▶ [What you have to do] Set down exactly the lines from the first line of the records through the line that contains "[segment] street scene", and leave every picture out.

▶ [The data]
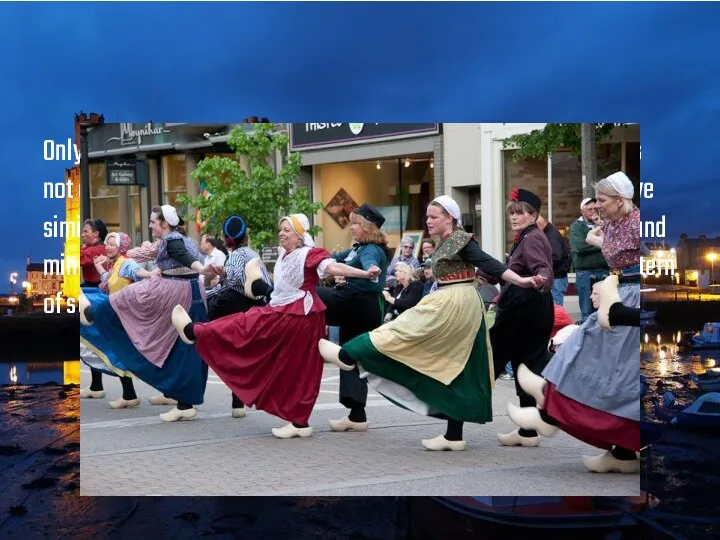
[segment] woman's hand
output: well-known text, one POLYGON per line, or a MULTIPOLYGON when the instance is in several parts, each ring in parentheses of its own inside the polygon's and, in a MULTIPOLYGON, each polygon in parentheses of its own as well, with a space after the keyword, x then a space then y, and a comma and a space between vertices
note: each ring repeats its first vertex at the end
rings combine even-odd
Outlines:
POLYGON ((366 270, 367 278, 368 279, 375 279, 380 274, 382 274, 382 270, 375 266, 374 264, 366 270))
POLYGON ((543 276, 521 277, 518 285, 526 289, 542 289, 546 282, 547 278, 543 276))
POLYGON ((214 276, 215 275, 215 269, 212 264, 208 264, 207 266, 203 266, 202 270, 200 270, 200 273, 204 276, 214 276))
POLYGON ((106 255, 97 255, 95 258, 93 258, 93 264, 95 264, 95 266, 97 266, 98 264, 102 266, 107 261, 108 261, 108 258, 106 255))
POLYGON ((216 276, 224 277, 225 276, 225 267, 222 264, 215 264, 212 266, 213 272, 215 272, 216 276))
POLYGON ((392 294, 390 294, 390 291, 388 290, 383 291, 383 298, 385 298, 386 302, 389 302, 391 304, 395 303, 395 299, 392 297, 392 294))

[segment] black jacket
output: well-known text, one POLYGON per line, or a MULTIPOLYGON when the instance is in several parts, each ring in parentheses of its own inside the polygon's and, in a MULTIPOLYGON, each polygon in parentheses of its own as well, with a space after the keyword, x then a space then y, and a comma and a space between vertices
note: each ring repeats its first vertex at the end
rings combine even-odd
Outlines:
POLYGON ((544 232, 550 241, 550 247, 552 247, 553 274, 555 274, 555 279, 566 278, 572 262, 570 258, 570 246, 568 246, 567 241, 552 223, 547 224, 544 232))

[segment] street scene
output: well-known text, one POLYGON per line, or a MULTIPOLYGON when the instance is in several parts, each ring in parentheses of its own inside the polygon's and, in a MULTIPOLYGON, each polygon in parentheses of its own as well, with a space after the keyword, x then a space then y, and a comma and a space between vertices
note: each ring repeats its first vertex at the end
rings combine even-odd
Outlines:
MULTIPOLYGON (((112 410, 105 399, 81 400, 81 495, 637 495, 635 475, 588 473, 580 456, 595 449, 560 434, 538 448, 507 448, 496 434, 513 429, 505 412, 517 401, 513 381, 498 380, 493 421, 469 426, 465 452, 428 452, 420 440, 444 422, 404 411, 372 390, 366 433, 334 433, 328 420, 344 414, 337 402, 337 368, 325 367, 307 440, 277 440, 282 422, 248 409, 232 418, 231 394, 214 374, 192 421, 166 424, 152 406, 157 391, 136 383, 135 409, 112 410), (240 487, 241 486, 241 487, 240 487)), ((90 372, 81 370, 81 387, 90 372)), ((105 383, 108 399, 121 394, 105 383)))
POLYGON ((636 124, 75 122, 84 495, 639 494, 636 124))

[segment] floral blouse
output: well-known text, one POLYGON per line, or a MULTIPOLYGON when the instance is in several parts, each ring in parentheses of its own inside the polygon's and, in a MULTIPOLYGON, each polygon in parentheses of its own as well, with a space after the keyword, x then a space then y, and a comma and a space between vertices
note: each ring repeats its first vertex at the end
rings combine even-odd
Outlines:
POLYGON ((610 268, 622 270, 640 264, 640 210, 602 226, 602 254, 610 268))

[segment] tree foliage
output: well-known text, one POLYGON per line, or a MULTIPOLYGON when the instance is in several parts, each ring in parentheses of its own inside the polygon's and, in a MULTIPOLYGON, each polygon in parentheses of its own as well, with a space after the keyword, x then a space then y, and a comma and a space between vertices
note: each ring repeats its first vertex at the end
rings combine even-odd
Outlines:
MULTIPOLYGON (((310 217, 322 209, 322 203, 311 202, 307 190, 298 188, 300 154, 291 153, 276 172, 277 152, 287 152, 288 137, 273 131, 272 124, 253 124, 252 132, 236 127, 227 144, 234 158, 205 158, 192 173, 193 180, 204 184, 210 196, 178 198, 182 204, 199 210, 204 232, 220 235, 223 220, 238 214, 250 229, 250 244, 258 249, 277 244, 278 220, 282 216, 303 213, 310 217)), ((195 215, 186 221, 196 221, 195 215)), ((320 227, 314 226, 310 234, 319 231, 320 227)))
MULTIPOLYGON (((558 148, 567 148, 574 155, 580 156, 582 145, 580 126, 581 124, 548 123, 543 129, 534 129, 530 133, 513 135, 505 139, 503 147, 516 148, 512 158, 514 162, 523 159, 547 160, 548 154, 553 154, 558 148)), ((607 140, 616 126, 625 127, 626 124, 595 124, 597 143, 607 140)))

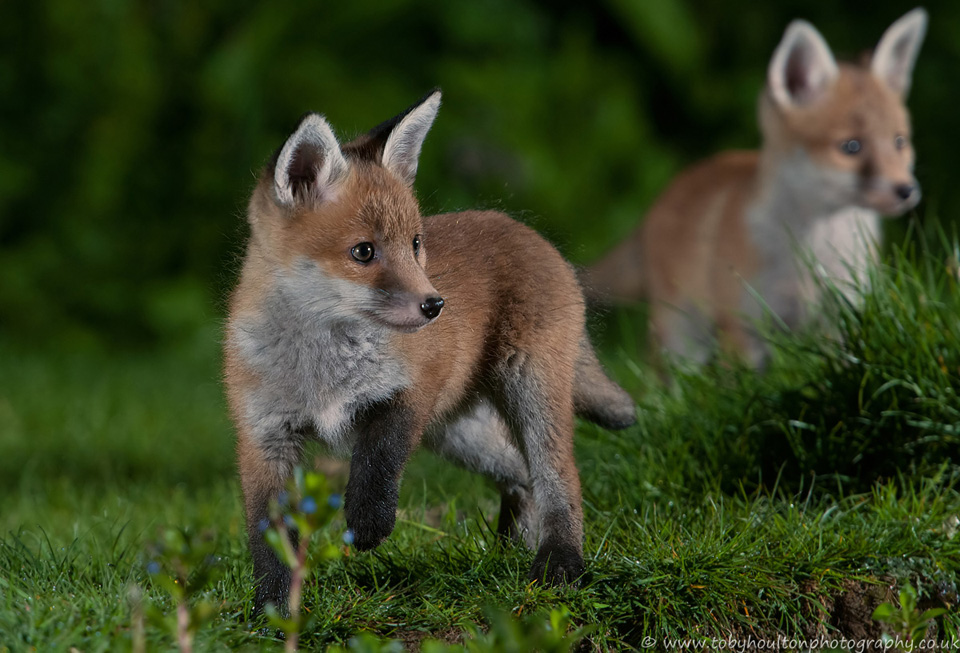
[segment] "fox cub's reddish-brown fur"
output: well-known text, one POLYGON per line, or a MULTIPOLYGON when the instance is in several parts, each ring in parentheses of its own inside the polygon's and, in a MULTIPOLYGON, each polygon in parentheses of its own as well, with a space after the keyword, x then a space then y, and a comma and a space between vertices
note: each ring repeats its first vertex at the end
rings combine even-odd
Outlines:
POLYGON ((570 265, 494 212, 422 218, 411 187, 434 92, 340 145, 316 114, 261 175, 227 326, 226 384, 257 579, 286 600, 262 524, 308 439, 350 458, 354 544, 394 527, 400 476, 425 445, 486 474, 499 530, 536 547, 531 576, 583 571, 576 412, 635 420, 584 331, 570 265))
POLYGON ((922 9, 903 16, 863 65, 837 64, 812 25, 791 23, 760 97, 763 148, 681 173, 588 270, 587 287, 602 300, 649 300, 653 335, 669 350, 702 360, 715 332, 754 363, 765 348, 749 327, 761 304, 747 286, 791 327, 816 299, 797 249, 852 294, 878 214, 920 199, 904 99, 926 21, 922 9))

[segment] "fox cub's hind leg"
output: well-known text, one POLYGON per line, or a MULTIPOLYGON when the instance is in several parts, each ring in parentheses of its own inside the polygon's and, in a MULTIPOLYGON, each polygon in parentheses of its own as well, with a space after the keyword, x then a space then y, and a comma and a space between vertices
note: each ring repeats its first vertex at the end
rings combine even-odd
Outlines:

▶ [Worked solution]
[segment] woman's hand
output: well-known text, one POLYGON per line, or a MULTIPOLYGON when the instance is in several parts, each ring in parentheses of its own inside the polygon's and, in a MULTIPOLYGON, each polygon in parentheses of its own as well, with a space after the keyword, x then a space then y, and a comma and a space between vertices
note: each ring repeats its first vertex at the end
rings combine even-odd
Outlines:
POLYGON ((366 270, 367 278, 368 279, 375 279, 380 274, 382 274, 382 270, 375 266, 374 264, 366 270))
POLYGON ((543 276, 521 277, 518 285, 526 289, 542 289, 546 282, 547 278, 543 276))
POLYGON ((214 276, 215 275, 215 269, 212 264, 208 264, 207 266, 203 266, 202 270, 200 270, 200 273, 204 276, 214 276))
POLYGON ((106 255, 97 255, 95 258, 93 258, 93 264, 95 264, 95 266, 97 266, 98 264, 102 266, 107 261, 108 261, 108 258, 106 255))
POLYGON ((216 276, 224 277, 225 276, 225 267, 222 264, 215 264, 212 266, 213 272, 215 272, 216 276))
POLYGON ((392 294, 390 294, 390 291, 388 290, 383 291, 383 298, 385 298, 386 302, 389 302, 391 304, 395 303, 395 299, 392 297, 392 294))

[segment] black jacket
output: well-known text, one POLYGON per line, or a MULTIPOLYGON when the instance is in several parts, each ring in parentheses of its own inside the polygon's and, in a MULTIPOLYGON, each polygon in parentheses of its own as well, with a space after the keyword, x then a space then y, and a comma and a space between vertices
note: each ring repeats its first vertex at the end
rings combine even-odd
Outlines:
POLYGON ((544 232, 550 241, 550 247, 552 247, 553 274, 555 274, 555 279, 566 278, 572 262, 570 258, 570 246, 568 246, 567 241, 552 223, 547 224, 544 232))

[segment] street scene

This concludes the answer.